[Extracted text]:
*-*-*
Regardless of this, where it stands at 0.000986 big blinds per game on expectation, it still means that it is unbeatable in the long run in Limit Hold’em. Cepheus can also only win when playing against one opponent at a time.
But how was this piece of software created? The team used adaptive software which they fed with every possible situation in a poker game – that’s 316.000.000.000.000.000 different situations in a heads-up game. Cepheus then had to play against itself to reach its goal of beating heads-up Limit Hold’em. It took 70 days, 200 processors and generated a data base of 11 terabytes – but they did it.
Poker players know that sometimes there is no right or wrong choice. The theory says that 70% of the time you should call and 30% you should fold. To get around this, Cepheus uses a random number generator for certain situations – making it as unpredictable as a human player.
The poker world understandably took note of this new bit of AI threatening their beloved game, but most of them reveled in the new piece of tech. One satirical article even suggested that popular online poker room PokerStars had bought the bot to add it to its roster of pro poker players. While the article was made up, it was a sign of respect for the capabilities of AI on behalf of the online poker community.
Practically, the learnings of Cepheus will be used in areas such as medicine, security and other fields based on its ability to make good decisions. So while there are clear limitations in its actual poker playing ability, future practical applications are looking up.
The AI that wins at Go
Another example of AI that has been created to beat a game is AlphaGO, Google's Go bot.
Invented in China 2,500 years ago, Go has been cited as the most complex game ever created by humans. Simple to learn, but hard to master, Go is played on a 19-by-19 grid where black and white markers are alternately place on intersection points. A huge set of possibilities have made this a challenging game for computers to calculate.
However, Google has done it. Developed by Google DeepMind, AlphaGo has two neural networks, each of which has millions of interconnected nodes, and the connections vary in strength as the computer learns. It essentially mimics the human brain.
>See also: Google's British AI program defeats Go world champion Lee Sedol in historic match
Unlike programs that came before it to beat chess, and Cepheus, AlphaGo doesn’t simply take every possible move from a game of Go and then use computer power to work out the best possible outcome. Instead, it has managed to bottle something that the best Go players have: intuition.
*-*-*
[Supplied information]:
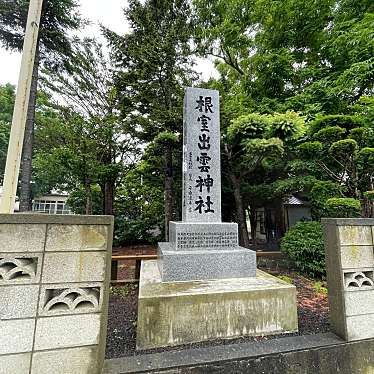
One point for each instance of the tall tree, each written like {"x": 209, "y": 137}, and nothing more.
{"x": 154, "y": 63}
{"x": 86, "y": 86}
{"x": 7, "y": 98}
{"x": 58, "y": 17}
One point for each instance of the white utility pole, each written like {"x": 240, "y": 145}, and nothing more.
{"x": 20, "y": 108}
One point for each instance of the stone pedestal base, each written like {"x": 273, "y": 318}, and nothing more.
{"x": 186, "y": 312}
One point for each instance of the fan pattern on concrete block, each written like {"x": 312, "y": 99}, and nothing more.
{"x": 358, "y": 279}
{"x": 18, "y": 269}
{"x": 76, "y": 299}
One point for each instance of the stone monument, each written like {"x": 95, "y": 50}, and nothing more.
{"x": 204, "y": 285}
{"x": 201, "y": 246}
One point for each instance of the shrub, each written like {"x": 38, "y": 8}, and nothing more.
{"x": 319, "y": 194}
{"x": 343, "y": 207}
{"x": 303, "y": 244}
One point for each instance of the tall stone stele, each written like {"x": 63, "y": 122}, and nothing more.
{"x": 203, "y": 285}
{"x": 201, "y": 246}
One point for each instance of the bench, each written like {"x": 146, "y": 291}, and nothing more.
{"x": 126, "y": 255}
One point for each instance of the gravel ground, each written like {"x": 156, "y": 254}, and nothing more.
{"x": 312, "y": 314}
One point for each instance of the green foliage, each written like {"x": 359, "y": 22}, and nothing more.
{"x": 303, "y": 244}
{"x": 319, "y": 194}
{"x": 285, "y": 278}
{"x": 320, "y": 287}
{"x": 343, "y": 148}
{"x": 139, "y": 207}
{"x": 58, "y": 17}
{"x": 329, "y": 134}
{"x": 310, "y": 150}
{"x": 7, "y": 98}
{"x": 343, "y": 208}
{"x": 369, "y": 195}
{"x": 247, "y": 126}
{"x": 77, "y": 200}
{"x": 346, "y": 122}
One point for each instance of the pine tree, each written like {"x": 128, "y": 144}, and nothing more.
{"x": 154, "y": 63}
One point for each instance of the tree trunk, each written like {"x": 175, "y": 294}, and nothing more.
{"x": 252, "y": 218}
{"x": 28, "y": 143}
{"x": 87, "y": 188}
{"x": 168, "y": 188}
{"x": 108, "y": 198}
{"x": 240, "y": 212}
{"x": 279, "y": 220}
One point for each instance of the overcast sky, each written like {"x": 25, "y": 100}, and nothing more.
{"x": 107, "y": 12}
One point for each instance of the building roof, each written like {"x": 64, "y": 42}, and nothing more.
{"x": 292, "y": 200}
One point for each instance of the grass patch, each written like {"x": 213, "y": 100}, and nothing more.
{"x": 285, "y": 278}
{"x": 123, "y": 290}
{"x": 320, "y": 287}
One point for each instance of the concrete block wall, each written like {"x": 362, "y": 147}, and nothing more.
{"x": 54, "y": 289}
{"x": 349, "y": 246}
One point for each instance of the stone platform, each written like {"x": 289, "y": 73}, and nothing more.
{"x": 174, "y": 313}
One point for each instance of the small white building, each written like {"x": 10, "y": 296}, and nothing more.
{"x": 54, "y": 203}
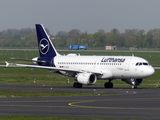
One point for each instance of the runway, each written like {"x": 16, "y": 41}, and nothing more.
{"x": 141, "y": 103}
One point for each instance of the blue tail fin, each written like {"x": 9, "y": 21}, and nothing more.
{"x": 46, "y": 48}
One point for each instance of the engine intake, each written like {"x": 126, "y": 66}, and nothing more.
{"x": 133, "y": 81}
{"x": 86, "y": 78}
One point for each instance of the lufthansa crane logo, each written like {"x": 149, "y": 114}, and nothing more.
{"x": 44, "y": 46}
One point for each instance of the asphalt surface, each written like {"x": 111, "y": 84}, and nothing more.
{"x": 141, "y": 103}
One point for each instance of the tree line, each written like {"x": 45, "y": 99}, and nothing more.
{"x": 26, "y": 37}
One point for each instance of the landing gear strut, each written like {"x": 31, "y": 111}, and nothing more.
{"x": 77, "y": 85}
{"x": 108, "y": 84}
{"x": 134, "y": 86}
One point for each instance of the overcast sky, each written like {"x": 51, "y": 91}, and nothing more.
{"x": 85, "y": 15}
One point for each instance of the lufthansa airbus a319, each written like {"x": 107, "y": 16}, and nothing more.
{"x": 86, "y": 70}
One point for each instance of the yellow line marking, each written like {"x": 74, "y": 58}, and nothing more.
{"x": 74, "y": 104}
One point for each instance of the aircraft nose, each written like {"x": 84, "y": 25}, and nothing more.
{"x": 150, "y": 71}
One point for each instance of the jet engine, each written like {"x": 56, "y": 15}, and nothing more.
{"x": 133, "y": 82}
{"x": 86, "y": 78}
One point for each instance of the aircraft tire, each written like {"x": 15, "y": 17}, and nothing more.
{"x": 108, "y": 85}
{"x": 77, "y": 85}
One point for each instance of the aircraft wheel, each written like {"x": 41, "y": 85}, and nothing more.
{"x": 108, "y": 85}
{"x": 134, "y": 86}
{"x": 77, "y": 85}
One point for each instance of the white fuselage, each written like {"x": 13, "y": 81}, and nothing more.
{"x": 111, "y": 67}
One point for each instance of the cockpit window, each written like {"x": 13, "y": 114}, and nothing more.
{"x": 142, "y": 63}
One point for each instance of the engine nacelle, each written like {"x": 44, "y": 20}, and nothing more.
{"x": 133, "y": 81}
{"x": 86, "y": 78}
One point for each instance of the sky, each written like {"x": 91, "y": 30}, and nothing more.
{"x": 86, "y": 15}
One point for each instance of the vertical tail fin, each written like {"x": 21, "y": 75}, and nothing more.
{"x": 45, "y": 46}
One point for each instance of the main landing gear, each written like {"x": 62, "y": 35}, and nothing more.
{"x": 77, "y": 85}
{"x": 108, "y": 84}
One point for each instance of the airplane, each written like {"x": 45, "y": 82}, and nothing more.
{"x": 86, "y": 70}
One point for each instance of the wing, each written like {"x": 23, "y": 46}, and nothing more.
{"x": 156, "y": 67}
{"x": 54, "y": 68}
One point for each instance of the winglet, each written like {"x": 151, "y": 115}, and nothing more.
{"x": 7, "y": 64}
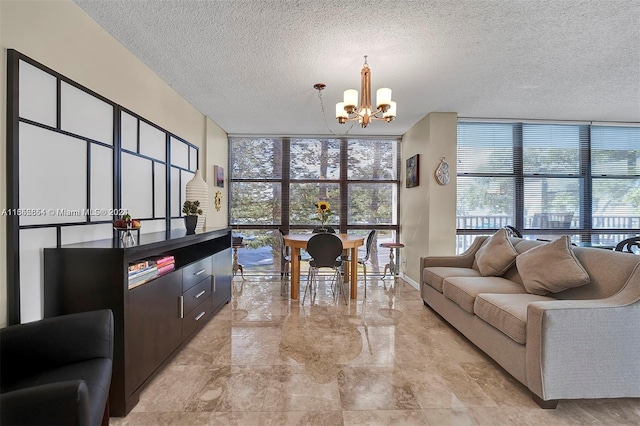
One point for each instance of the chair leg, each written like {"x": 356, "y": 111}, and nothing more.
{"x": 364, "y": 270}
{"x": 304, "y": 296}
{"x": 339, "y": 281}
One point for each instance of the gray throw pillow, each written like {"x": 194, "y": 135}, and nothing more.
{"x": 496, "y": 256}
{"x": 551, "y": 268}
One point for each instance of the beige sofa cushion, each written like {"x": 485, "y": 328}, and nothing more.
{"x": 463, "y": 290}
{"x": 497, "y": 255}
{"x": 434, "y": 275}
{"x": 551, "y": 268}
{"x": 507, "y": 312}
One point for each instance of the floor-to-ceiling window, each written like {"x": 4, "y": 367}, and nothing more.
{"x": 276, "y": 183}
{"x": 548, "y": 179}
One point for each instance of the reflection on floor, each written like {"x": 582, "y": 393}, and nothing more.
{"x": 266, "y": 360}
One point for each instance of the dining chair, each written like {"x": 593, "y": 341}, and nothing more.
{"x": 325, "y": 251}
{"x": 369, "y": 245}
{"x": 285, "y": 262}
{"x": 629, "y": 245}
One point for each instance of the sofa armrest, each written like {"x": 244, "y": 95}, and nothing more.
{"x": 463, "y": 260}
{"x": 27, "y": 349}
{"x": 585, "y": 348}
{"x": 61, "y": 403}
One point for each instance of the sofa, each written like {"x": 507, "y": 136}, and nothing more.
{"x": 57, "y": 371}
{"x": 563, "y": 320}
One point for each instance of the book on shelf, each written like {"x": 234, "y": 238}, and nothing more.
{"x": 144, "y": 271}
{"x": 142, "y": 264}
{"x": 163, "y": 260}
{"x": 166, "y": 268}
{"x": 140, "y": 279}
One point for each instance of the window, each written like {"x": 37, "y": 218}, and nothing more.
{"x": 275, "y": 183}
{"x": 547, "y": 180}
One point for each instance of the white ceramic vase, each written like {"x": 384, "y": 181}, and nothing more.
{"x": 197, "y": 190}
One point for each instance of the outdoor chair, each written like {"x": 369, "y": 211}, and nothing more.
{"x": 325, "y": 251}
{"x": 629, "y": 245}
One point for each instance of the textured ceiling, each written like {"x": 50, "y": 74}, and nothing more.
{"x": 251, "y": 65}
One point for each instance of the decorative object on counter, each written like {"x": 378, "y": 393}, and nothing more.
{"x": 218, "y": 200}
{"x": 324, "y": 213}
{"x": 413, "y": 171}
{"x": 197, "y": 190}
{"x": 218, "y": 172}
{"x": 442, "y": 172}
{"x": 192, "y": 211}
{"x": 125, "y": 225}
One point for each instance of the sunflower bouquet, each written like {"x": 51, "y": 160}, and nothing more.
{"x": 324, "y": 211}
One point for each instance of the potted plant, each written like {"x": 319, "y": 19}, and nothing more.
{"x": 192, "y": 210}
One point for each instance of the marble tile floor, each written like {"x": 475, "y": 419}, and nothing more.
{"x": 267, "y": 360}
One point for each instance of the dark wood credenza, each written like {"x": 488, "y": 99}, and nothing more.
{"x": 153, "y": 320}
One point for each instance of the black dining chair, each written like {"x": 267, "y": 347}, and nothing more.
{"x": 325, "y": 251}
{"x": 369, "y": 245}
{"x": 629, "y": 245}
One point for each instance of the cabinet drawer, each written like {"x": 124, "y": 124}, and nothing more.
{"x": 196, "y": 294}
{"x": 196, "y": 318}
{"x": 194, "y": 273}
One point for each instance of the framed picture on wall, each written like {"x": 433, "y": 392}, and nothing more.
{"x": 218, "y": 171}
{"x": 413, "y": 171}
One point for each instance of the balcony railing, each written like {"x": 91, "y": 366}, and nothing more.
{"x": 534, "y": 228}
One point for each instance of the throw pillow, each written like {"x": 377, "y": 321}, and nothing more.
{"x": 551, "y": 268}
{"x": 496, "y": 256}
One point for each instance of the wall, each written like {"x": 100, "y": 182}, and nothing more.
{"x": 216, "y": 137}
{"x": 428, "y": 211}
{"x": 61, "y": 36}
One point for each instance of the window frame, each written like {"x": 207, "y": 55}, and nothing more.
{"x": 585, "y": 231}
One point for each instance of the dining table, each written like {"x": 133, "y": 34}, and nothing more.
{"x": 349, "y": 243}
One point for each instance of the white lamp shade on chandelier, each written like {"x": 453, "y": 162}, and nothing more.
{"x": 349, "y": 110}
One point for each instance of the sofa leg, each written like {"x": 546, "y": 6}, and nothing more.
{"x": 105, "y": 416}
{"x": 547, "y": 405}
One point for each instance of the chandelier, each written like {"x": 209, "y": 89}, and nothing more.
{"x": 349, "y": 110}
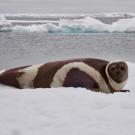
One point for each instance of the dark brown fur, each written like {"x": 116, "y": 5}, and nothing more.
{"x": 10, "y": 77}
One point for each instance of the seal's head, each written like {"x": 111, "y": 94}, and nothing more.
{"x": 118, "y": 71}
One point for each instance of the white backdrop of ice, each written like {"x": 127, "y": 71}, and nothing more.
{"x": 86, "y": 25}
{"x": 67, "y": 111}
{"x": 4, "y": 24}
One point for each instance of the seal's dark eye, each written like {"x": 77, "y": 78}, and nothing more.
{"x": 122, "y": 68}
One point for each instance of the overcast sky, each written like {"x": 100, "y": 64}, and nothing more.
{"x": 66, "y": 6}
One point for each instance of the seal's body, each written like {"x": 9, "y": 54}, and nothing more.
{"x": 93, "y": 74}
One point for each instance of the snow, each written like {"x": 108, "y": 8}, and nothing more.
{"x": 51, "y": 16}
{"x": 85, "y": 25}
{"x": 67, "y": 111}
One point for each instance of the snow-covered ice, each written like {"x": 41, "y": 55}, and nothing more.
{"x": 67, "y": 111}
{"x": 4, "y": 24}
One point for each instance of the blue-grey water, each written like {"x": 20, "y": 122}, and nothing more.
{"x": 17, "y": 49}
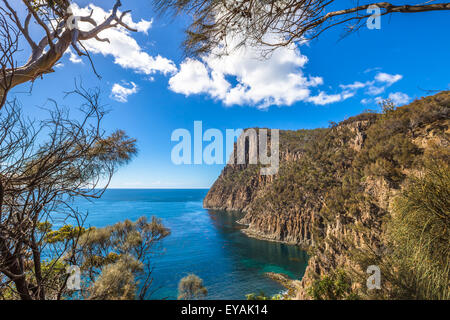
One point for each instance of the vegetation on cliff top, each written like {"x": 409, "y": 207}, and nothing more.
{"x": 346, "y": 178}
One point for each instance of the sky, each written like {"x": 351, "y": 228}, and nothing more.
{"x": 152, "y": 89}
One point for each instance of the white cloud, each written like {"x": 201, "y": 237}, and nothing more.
*-*-*
[Exercise set]:
1 > State whether each statement agrees with the passage on game-playing AI, answering yes or no and quoting the deciding words: (a) Cepheus was produced over 70 days using 200 processors; (b) Go originated in Japan; (c) AlphaGo relies on three neural networks.
2 > Extract from the passage on game-playing AI the part from "Poker players know" up to and including "online poker community.".
The rows are separate material, unrelated to the passage on game-playing AI.

[Answers to each task]:
1 >
(a) Yes: "It took 70 days, 200 processors and generated a data base of 11 terabytes"
(b) No: "Invented in China 2,500 years ago"
(c) No: "AlphaGo has two neural networks"

2 >
Poker players know that sometimes there is no right or wrong choice. The theory says that 70% of the time you should call and 30% you should fold. To get around this, Cepheus uses a random number generator for certain situations – making it as unpredictable as a human player.
The poker world understandably took note of this new bit of AI threatening their beloved game, but most of them reveled in the new piece of tech. One satirical article even suggested that popular online poker room PokerStars had bought the bot to add it to its roster of pro poker players. While the article was made up, it was a sign of respect for the capabilities of AI on behalf of the online poker community.